→ What to produce
Rewrite the rows below, starting at the row that contains "Target: tree outside window" and ending at the last row, both included, keeping the requests as they are. Multiply every x, y coordinate in the answers by 2.55, rounding each result to a whole number with halves rounded up.

→ Listing
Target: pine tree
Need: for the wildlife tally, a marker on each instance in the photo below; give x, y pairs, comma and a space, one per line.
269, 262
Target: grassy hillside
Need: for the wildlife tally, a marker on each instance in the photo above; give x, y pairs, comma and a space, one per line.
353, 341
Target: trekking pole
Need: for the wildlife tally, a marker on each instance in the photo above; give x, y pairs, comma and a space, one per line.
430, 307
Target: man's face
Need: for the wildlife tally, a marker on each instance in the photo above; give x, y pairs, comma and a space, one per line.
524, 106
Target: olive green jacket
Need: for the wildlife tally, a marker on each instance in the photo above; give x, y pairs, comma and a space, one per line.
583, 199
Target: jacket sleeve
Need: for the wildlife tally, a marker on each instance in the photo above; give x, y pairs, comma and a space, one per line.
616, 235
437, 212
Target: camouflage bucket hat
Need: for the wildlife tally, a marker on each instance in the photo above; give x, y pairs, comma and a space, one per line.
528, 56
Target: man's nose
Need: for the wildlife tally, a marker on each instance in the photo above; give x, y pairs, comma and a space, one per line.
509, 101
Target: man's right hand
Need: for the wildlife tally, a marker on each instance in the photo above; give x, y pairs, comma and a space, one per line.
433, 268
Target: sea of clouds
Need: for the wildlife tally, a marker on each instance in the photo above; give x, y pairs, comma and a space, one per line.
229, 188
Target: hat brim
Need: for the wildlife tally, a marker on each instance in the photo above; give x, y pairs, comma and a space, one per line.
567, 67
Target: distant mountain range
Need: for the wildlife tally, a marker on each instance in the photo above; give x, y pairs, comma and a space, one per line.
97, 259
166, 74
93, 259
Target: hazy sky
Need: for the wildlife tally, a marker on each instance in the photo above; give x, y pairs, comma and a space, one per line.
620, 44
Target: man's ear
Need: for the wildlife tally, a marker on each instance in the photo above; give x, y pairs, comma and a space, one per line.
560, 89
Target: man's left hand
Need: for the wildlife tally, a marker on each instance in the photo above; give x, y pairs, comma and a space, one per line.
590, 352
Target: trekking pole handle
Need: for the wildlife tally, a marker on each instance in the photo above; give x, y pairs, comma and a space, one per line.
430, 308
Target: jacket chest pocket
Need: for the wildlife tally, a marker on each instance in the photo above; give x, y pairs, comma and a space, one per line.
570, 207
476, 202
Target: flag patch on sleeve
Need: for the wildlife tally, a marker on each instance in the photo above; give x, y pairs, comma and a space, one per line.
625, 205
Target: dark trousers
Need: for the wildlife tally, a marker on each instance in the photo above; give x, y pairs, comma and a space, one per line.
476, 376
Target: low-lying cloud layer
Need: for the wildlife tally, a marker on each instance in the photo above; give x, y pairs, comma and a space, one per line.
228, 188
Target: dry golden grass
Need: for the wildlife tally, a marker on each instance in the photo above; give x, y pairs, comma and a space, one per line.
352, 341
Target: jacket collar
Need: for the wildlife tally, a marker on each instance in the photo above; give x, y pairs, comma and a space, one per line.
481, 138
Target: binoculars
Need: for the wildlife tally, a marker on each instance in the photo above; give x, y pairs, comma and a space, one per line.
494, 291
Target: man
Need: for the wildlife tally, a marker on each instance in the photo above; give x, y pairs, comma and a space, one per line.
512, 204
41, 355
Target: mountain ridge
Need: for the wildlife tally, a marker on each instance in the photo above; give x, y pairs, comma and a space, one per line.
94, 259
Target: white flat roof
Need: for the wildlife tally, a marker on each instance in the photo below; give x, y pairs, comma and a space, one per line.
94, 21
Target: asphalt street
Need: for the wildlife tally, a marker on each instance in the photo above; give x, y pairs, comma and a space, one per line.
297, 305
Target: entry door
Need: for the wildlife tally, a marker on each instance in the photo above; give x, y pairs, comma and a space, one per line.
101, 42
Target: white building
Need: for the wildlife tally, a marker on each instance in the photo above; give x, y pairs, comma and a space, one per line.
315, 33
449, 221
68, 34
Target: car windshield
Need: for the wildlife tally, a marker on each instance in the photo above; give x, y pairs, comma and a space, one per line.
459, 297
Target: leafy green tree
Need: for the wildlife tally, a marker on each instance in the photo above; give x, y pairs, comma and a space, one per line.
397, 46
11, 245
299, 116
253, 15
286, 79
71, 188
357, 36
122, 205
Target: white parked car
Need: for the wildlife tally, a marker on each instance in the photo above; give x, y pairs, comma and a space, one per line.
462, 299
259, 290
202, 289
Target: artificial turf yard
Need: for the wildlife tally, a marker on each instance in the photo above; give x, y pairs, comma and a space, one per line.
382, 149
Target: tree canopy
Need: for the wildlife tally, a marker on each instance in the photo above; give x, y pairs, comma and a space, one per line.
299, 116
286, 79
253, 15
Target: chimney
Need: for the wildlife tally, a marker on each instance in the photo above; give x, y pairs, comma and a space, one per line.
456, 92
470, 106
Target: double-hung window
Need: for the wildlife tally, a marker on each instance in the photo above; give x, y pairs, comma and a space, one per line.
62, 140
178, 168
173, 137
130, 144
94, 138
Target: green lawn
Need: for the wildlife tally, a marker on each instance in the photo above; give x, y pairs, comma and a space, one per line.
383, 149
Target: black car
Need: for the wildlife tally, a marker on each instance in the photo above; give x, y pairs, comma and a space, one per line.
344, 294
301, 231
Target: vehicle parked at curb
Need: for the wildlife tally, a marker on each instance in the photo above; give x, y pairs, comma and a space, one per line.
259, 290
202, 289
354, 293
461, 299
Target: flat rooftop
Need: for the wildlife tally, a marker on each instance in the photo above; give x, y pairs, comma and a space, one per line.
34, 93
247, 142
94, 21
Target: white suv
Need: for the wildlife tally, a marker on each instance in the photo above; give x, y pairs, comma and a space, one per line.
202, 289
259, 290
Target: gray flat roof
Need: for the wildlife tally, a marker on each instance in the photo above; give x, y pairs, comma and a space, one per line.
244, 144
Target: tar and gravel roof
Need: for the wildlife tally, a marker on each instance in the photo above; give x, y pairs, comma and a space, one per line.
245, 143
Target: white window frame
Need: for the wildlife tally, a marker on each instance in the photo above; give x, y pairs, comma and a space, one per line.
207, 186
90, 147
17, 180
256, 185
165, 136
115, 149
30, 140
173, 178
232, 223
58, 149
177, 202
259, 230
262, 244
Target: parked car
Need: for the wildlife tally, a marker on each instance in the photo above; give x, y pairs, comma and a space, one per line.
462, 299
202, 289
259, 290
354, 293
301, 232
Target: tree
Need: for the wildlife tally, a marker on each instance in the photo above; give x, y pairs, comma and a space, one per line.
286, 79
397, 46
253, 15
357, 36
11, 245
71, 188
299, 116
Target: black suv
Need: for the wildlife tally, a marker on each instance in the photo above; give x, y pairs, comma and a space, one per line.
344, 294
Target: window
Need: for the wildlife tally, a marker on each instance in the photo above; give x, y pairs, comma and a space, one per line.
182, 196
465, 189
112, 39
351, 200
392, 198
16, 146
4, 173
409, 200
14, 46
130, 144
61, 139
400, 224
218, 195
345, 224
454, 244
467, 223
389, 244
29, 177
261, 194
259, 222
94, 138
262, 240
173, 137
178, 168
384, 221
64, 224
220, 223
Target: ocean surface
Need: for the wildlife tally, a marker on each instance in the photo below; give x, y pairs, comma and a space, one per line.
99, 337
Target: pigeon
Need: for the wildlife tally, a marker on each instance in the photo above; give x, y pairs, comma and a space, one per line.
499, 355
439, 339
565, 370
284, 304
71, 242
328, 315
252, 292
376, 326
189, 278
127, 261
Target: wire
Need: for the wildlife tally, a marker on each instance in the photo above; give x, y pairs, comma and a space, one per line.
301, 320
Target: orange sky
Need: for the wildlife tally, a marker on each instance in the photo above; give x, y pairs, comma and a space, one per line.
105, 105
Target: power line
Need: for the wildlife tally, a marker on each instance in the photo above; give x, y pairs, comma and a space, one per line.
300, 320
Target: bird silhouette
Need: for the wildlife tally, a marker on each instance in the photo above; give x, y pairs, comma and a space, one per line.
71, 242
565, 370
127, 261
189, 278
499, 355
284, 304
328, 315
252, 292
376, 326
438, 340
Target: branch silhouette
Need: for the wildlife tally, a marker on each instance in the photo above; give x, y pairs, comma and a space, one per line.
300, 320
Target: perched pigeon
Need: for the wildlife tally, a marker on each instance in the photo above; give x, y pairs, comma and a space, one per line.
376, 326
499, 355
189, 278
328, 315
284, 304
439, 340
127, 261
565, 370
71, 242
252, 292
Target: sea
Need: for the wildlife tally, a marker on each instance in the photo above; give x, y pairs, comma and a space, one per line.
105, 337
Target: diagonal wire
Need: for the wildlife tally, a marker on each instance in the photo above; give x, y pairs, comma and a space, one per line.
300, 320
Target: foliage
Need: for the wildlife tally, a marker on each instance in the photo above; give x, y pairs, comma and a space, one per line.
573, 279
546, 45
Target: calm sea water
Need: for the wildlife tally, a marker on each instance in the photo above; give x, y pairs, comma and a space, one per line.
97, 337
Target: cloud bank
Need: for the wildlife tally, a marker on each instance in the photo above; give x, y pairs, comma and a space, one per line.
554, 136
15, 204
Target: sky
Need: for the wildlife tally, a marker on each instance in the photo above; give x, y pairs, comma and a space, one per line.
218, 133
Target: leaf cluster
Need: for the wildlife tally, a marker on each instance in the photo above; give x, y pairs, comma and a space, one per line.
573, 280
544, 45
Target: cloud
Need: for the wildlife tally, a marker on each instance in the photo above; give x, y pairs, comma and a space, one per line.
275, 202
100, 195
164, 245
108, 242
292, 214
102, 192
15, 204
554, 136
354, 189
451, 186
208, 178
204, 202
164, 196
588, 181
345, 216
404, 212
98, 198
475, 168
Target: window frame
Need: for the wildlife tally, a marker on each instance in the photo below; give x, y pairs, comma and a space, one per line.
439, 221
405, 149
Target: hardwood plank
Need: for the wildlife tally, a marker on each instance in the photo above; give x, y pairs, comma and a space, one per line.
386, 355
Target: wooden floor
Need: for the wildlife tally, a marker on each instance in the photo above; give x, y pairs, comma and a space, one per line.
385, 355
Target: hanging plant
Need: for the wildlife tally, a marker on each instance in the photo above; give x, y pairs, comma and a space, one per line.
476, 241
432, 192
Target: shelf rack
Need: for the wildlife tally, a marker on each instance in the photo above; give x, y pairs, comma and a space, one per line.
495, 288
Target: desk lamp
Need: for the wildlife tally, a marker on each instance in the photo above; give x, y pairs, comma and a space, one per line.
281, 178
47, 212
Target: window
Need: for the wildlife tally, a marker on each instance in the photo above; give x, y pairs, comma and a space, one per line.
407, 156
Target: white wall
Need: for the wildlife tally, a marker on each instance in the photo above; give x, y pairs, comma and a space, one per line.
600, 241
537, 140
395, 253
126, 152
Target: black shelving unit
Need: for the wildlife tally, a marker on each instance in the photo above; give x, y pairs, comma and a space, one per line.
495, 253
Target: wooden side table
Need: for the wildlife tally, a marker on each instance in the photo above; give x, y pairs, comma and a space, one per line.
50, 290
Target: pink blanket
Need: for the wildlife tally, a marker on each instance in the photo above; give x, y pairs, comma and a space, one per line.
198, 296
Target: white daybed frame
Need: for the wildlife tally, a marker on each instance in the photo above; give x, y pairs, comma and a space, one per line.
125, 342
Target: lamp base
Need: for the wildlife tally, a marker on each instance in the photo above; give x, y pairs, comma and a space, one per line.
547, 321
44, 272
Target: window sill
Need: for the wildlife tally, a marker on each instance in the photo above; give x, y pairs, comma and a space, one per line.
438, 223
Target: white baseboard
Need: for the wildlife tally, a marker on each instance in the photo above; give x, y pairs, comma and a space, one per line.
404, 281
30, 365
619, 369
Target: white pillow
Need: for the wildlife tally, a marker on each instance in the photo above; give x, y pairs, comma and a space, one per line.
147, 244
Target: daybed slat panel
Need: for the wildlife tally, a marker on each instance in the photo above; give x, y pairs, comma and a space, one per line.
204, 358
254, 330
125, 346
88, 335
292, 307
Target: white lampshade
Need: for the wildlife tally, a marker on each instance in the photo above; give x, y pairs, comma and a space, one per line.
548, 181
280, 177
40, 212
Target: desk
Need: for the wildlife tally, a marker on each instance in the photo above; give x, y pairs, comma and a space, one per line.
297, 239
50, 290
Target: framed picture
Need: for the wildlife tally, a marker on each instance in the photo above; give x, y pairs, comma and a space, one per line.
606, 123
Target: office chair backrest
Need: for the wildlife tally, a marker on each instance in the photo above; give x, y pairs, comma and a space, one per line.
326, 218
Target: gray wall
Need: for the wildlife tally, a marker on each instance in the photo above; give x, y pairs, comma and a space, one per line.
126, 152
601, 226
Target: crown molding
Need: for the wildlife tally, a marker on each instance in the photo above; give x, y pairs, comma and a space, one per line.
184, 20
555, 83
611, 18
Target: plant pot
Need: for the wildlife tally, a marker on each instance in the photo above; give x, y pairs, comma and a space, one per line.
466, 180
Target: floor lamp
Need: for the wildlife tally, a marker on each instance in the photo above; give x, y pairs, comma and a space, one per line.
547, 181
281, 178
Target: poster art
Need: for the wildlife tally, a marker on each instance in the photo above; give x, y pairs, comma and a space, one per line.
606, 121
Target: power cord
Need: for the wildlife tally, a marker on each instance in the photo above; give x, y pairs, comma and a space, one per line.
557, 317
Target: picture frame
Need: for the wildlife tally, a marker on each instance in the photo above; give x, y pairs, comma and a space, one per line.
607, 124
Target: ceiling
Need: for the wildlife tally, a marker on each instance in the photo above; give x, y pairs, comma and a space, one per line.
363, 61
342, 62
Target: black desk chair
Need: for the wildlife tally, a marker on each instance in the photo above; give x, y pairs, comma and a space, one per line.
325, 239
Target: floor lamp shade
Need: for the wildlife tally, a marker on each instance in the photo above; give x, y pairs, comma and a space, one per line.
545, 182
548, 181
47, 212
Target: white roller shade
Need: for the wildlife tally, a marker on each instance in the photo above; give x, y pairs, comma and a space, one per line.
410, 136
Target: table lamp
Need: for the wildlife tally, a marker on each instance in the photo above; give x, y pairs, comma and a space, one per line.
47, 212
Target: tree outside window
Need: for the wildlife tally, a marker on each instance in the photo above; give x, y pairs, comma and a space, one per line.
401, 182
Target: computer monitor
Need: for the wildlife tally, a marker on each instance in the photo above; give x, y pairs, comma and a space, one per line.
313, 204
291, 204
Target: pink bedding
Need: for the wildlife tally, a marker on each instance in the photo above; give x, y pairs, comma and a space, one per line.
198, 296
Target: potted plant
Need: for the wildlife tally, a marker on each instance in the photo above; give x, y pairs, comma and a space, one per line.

→ Exercise answer
Target: tree outside window
Need: for the wildlife tally, a marker on each instance in the photo above; give x, y pairs, comma and a space, one per line.
1023, 464
Target: computer monitor
Need: for the wildlife tally, a marker on each instance in the photo above; give x, y pairs, comma and a space, one per line.
798, 520
742, 520
Target: pink bedding
Need: for the wildlife tally, a marker on each instance in the photo above; give x, y pairs, comma and a space, one per line.
505, 755
Target: potted plant
Need: for the wildlife tally, a marker on each instance in the photo above; give x, y pairs, comma and a space, one per line.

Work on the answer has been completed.